(Supplied material)
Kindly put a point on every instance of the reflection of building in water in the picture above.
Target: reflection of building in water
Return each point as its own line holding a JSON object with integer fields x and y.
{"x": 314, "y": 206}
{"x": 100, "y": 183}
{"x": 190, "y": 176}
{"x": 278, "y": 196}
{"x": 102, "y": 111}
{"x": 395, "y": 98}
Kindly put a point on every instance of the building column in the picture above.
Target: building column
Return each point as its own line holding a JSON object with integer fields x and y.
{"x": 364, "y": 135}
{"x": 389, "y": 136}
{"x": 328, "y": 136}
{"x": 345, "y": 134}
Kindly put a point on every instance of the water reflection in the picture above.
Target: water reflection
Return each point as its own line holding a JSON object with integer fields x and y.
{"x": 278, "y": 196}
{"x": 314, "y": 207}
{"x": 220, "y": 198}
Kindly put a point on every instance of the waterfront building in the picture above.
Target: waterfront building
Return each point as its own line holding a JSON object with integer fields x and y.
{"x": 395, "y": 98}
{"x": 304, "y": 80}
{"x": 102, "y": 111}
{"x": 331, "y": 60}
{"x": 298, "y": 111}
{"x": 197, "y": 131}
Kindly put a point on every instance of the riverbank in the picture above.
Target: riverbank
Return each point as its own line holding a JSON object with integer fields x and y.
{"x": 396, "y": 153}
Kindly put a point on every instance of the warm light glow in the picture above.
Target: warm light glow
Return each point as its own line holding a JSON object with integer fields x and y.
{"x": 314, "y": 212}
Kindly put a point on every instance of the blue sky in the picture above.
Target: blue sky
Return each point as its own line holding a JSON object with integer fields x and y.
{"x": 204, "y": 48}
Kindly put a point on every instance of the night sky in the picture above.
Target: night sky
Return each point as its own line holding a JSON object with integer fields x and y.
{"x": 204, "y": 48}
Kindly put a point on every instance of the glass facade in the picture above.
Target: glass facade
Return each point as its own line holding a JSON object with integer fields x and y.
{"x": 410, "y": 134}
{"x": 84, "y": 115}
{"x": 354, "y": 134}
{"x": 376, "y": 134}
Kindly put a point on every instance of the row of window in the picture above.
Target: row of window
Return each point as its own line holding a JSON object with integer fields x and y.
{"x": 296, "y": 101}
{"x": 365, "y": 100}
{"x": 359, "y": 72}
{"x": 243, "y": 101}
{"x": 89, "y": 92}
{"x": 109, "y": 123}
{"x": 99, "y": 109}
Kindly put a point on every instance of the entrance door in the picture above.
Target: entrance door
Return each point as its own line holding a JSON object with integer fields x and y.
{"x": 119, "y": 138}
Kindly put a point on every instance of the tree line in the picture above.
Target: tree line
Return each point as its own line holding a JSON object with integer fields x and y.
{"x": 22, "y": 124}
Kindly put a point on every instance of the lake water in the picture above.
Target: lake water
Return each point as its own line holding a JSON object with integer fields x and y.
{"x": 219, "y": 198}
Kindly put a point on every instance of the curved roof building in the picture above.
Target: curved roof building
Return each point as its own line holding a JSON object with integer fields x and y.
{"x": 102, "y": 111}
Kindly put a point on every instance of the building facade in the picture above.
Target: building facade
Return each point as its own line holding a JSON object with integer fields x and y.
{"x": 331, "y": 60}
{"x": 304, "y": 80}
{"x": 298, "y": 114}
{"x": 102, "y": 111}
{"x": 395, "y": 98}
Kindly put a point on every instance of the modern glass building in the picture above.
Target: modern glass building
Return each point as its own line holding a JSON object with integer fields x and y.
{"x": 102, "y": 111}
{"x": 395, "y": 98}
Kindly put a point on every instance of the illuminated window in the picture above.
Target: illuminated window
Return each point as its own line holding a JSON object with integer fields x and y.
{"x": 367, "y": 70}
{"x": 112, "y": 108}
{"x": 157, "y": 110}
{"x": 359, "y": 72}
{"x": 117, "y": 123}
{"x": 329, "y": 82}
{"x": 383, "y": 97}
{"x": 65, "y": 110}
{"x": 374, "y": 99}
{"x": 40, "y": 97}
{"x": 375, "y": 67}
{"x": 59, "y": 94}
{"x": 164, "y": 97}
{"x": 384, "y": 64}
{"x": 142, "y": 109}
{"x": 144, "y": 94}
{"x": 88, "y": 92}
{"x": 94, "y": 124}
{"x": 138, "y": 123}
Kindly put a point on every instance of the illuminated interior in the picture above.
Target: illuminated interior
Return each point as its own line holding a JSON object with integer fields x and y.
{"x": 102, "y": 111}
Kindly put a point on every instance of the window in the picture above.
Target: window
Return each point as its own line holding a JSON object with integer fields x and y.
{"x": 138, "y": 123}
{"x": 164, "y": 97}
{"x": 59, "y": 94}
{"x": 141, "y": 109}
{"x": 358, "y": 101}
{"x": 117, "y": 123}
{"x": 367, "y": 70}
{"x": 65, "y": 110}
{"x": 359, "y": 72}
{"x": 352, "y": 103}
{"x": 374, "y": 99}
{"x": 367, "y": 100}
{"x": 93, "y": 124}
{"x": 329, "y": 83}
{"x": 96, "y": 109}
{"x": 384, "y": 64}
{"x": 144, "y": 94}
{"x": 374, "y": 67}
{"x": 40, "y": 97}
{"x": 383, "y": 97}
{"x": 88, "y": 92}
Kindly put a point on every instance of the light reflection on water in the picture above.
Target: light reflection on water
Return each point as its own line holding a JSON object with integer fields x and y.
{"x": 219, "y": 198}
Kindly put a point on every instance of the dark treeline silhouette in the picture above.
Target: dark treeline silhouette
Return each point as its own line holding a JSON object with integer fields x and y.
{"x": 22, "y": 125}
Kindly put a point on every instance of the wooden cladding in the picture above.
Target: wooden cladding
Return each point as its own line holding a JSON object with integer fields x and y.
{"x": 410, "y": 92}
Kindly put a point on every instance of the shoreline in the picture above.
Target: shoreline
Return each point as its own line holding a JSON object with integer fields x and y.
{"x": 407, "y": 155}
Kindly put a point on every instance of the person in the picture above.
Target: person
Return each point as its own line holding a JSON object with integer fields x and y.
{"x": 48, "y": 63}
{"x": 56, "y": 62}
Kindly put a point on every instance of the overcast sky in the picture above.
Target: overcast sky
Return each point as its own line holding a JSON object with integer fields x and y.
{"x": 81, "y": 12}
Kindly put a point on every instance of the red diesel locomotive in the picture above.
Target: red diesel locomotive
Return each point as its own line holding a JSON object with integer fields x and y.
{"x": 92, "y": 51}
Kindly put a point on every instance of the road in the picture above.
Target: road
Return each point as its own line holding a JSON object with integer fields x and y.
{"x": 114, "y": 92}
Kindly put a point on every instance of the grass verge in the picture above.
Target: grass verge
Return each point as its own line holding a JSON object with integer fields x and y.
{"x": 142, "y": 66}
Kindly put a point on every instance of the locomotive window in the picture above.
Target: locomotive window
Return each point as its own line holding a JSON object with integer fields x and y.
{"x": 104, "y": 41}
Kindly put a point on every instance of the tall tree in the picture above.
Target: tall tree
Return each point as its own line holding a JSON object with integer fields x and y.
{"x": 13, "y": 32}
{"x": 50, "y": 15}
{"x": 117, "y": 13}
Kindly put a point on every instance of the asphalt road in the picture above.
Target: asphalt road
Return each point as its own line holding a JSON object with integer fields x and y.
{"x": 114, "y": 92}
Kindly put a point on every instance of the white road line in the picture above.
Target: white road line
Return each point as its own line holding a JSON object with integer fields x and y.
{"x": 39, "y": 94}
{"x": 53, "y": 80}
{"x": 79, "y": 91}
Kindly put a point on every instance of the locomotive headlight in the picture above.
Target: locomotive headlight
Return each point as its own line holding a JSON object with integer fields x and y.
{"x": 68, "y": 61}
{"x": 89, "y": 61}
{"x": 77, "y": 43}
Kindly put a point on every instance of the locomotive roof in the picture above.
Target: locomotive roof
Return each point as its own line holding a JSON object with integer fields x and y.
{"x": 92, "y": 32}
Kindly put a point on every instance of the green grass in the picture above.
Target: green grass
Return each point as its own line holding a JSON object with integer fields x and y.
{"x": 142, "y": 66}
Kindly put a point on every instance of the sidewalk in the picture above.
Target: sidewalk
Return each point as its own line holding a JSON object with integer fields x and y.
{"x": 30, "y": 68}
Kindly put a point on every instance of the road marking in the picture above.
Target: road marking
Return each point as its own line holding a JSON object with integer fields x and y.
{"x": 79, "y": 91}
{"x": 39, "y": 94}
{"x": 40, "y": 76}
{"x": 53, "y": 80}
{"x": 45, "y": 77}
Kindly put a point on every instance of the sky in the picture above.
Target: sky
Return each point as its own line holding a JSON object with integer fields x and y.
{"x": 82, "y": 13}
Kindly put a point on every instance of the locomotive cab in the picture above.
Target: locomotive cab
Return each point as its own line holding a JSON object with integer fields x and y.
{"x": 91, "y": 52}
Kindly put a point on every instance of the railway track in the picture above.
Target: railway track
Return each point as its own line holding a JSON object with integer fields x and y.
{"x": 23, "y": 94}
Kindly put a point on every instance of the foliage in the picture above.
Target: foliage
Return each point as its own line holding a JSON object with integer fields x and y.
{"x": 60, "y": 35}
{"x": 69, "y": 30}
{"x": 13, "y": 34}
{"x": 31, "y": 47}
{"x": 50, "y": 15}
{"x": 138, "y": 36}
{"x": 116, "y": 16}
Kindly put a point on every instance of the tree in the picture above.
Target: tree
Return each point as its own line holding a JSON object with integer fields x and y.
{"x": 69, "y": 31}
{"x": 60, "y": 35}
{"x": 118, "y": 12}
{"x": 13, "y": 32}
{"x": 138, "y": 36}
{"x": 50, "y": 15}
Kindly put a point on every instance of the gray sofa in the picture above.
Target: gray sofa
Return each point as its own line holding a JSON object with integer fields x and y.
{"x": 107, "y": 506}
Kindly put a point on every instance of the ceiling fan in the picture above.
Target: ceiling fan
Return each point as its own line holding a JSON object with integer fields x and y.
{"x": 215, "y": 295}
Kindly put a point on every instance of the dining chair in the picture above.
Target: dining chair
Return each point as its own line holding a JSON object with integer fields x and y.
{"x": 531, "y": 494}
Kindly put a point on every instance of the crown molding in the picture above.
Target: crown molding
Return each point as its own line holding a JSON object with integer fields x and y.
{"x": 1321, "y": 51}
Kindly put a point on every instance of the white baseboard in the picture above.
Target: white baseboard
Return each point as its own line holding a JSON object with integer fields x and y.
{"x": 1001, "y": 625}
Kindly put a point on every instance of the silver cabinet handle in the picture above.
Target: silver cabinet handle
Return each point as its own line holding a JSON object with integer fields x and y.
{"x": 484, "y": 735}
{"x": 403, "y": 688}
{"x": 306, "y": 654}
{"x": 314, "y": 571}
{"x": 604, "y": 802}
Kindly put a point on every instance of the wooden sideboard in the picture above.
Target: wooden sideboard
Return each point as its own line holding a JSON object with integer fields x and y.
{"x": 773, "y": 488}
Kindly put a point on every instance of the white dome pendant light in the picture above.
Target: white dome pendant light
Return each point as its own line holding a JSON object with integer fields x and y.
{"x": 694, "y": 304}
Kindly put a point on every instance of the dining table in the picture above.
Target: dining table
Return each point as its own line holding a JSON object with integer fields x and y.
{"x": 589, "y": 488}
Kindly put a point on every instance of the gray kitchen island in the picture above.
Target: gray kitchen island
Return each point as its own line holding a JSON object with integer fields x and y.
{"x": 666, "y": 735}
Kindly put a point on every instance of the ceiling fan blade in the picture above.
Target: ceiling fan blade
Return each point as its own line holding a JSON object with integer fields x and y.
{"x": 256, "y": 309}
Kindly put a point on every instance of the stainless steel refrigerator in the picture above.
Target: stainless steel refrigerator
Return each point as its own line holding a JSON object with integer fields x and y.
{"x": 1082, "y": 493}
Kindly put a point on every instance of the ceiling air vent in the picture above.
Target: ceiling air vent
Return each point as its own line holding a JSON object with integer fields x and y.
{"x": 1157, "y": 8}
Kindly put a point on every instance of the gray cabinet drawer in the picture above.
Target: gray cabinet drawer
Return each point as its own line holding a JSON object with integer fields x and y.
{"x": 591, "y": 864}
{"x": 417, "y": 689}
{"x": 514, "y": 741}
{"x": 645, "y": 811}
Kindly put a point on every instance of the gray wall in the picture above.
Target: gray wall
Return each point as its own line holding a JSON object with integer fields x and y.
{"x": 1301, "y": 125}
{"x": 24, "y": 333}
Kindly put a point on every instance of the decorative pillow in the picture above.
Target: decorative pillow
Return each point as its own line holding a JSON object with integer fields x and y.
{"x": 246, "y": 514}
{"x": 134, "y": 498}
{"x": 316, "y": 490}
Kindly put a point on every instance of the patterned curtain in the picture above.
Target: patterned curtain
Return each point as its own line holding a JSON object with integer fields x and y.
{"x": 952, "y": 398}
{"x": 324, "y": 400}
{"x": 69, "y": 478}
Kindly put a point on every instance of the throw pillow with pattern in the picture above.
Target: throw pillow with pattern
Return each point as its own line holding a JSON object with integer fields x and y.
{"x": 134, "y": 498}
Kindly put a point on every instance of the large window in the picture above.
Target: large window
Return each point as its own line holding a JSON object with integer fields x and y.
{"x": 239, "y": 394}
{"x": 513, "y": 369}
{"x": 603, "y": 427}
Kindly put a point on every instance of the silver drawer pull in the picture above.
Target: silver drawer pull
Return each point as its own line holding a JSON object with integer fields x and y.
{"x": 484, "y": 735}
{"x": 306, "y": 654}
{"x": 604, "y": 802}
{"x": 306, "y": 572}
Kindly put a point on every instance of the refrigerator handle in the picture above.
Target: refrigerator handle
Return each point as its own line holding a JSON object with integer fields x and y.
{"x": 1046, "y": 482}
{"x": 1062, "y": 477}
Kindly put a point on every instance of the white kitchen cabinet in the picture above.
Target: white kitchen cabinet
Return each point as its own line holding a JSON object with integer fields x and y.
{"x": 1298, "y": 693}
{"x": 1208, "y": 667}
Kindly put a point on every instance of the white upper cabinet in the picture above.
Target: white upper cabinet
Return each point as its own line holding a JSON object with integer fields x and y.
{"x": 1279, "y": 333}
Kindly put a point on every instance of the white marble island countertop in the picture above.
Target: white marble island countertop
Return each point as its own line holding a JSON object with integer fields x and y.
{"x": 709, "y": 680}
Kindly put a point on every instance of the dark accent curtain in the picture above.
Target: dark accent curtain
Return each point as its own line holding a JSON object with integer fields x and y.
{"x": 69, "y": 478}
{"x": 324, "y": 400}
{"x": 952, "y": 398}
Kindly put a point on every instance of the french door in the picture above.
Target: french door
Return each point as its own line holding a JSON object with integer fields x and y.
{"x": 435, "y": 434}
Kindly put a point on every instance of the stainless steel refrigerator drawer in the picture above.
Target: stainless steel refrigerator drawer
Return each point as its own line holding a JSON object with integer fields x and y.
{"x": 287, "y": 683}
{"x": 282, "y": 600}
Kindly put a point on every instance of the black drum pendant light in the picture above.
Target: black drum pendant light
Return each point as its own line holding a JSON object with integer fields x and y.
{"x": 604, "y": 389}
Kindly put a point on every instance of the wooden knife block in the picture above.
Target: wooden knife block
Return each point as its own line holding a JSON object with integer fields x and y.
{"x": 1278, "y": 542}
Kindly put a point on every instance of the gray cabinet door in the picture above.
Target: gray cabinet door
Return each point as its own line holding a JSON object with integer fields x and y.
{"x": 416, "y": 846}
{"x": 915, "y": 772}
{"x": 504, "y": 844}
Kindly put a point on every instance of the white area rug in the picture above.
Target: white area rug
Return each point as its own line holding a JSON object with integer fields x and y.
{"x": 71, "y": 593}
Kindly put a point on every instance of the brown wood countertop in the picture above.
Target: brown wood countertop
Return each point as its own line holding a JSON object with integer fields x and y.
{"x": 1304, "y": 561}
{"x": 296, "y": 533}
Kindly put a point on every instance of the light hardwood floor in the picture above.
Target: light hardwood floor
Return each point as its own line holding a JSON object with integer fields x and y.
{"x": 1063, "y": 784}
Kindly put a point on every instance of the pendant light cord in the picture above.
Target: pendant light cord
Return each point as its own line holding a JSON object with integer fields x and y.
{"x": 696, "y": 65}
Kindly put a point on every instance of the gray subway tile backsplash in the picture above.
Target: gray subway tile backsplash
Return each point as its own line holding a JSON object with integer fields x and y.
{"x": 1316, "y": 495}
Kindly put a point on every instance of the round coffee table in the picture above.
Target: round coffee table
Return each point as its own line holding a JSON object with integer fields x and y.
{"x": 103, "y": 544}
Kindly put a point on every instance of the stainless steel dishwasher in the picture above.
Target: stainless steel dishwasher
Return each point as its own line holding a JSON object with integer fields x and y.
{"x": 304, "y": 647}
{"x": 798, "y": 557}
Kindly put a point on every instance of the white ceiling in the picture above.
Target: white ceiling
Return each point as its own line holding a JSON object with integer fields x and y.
(End Supplied material)
Your task:
Could you restate, word for word, the lines above from the one with "Target: silver cabinet handle" to the one with "Target: gray kitchen island", both included?

Output below:
Target: silver cabinet handle
Return each point as its own line holding a JSON object with integer fields x and y.
{"x": 484, "y": 735}
{"x": 403, "y": 688}
{"x": 306, "y": 654}
{"x": 314, "y": 571}
{"x": 604, "y": 802}
Kindly put a point on every instance of the wooden sideboard in the picture above.
Target: wooden sideboard
Return each point as its own line holding a JSON object with integer fields x and y.
{"x": 773, "y": 488}
Kindly put a point on every instance of the white dome pendant light in the picture above.
Target: white dome pendant light
Return each point as its own line holding a JSON object with integer fields x and y.
{"x": 694, "y": 304}
Kindly put a point on every instance of the dining table in the picture above.
Target: dining table
Return each point as its own line holding a JSON object with integer fields x and y.
{"x": 589, "y": 488}
Kindly put a point on every instance of the gray kitchen island in the picture above.
Target: gray kitchen island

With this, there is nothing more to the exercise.